* **Given problem**: Rewrite the stretch of lines from the line containing "Would you please place a dot on the mustache" through the line containing "point(390, 222)", both included, and give only those lines. Leave every line as it is except the coordinates listed after "Located at:", which you multiply by 1.5 and round to whole numbers, rounding halves up.
▽
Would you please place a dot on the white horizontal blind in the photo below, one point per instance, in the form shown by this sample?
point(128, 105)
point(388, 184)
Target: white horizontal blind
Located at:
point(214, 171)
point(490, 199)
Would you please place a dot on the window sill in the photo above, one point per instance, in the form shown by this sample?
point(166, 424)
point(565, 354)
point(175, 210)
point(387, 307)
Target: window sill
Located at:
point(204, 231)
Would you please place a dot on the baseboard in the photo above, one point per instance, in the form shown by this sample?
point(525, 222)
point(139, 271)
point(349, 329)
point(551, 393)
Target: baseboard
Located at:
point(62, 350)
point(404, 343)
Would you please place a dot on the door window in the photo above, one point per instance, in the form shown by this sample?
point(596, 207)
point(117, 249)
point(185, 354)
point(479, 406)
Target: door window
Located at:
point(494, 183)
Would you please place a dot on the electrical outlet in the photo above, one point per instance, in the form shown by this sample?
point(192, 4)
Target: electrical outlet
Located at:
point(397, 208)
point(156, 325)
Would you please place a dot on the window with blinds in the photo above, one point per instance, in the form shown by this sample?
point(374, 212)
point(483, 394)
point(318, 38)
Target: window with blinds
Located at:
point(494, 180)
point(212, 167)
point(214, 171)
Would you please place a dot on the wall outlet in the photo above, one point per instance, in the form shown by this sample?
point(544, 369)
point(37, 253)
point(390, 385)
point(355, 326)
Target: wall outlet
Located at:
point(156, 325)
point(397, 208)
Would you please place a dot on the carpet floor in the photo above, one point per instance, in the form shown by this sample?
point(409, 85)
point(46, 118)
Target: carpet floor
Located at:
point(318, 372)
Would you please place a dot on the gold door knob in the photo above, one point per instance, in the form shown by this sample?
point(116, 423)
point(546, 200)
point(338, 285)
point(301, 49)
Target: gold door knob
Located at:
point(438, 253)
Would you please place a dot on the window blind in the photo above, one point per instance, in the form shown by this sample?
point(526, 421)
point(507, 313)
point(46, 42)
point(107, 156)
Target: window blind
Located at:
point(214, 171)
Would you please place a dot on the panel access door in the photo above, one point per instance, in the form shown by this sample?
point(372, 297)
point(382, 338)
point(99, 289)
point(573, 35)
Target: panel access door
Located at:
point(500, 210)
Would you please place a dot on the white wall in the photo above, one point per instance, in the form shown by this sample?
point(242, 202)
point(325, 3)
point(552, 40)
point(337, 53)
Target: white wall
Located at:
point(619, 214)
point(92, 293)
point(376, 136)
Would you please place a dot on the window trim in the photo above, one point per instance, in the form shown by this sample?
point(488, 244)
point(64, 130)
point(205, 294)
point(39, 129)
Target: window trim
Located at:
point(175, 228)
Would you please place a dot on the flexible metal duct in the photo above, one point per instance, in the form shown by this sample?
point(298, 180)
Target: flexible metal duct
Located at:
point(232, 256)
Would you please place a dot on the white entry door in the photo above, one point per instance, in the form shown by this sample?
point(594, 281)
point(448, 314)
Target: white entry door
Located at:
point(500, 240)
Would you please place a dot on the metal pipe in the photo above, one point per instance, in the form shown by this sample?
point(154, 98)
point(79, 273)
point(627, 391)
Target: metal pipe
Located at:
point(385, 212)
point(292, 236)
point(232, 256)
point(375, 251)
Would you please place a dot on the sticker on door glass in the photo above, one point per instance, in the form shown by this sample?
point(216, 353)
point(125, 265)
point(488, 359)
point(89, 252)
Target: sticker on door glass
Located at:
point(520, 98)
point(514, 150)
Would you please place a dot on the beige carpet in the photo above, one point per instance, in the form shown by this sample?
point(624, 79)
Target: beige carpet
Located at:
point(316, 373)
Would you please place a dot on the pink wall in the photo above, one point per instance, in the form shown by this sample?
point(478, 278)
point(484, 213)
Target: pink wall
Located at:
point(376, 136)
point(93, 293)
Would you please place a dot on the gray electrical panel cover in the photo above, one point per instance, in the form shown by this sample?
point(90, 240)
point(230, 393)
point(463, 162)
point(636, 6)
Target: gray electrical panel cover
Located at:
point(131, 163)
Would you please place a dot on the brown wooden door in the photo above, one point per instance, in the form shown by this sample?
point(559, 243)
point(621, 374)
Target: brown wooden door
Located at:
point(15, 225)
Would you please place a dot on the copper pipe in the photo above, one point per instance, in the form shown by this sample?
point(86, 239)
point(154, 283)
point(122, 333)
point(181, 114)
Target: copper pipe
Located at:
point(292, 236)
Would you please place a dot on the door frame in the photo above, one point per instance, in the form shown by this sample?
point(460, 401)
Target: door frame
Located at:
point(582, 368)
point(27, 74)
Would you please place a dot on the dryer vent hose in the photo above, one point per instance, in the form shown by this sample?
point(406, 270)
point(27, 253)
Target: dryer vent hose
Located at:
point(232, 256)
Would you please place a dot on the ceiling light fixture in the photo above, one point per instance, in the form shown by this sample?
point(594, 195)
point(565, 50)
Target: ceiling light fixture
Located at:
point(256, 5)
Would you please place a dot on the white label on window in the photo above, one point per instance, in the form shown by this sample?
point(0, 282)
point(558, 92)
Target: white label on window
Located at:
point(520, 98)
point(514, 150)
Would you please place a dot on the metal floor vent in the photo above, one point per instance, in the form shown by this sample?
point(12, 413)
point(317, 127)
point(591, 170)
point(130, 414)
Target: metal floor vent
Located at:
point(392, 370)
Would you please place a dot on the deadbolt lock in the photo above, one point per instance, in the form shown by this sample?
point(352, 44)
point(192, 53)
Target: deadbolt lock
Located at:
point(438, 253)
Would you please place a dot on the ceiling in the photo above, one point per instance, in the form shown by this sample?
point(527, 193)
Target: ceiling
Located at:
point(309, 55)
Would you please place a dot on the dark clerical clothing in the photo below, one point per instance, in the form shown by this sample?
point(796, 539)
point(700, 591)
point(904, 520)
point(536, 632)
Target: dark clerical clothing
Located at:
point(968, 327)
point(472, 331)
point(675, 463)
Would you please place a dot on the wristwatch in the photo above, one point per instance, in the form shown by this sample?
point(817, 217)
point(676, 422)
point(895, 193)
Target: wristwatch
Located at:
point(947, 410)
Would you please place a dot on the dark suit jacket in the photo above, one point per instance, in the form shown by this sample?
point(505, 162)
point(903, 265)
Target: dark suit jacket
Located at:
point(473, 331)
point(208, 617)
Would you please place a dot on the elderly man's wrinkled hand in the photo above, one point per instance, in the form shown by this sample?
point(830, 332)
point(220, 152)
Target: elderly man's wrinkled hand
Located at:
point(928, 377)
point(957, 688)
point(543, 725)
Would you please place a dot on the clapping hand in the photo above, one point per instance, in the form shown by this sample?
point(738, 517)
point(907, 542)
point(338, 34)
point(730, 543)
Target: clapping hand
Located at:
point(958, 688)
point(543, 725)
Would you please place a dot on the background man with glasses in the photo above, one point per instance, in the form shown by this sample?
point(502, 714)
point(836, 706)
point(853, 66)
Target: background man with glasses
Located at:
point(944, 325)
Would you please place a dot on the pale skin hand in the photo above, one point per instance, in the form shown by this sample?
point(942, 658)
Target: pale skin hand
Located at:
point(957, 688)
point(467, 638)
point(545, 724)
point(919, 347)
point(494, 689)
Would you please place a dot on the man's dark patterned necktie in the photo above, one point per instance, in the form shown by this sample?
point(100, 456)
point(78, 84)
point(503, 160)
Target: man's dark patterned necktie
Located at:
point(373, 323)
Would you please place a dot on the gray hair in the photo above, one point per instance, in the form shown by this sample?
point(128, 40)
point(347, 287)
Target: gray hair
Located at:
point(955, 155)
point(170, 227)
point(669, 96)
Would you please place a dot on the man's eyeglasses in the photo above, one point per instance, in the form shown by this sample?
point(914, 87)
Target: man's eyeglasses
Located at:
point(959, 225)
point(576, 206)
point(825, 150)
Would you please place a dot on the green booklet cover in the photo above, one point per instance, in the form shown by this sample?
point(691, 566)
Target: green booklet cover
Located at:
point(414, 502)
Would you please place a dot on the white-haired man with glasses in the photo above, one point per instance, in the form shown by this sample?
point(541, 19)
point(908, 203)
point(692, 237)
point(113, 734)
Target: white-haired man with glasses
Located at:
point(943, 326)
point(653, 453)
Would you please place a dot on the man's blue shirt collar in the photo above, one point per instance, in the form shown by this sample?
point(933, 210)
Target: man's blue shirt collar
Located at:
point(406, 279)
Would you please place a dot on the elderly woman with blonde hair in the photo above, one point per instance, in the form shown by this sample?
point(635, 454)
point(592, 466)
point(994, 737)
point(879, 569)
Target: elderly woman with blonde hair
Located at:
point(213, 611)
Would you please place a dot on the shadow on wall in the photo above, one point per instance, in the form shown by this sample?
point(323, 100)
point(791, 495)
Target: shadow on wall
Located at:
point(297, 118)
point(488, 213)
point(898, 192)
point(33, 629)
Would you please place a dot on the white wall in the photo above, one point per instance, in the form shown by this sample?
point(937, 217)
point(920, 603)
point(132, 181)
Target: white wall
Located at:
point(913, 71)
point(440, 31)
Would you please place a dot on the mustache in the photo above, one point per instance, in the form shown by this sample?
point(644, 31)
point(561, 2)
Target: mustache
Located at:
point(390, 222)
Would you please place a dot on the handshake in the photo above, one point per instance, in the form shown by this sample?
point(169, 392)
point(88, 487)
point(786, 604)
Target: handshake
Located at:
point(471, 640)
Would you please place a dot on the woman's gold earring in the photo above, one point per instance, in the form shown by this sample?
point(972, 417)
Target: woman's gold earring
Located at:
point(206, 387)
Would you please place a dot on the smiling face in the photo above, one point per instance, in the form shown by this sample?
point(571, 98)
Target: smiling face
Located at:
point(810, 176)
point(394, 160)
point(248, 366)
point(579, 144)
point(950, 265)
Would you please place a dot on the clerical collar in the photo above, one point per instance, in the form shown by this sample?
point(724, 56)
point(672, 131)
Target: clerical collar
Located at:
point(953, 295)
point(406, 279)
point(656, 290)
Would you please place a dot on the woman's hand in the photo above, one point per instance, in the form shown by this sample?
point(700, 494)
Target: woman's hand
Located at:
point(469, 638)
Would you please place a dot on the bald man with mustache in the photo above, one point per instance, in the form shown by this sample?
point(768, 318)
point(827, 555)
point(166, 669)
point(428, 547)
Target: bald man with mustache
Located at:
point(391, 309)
△
* **Solution to this problem**:
Would you please place a dot on the mustache in the photo above, one point per instance, in the form shown by this sample?
point(644, 31)
point(561, 2)
Target: mustache
Located at:
point(585, 333)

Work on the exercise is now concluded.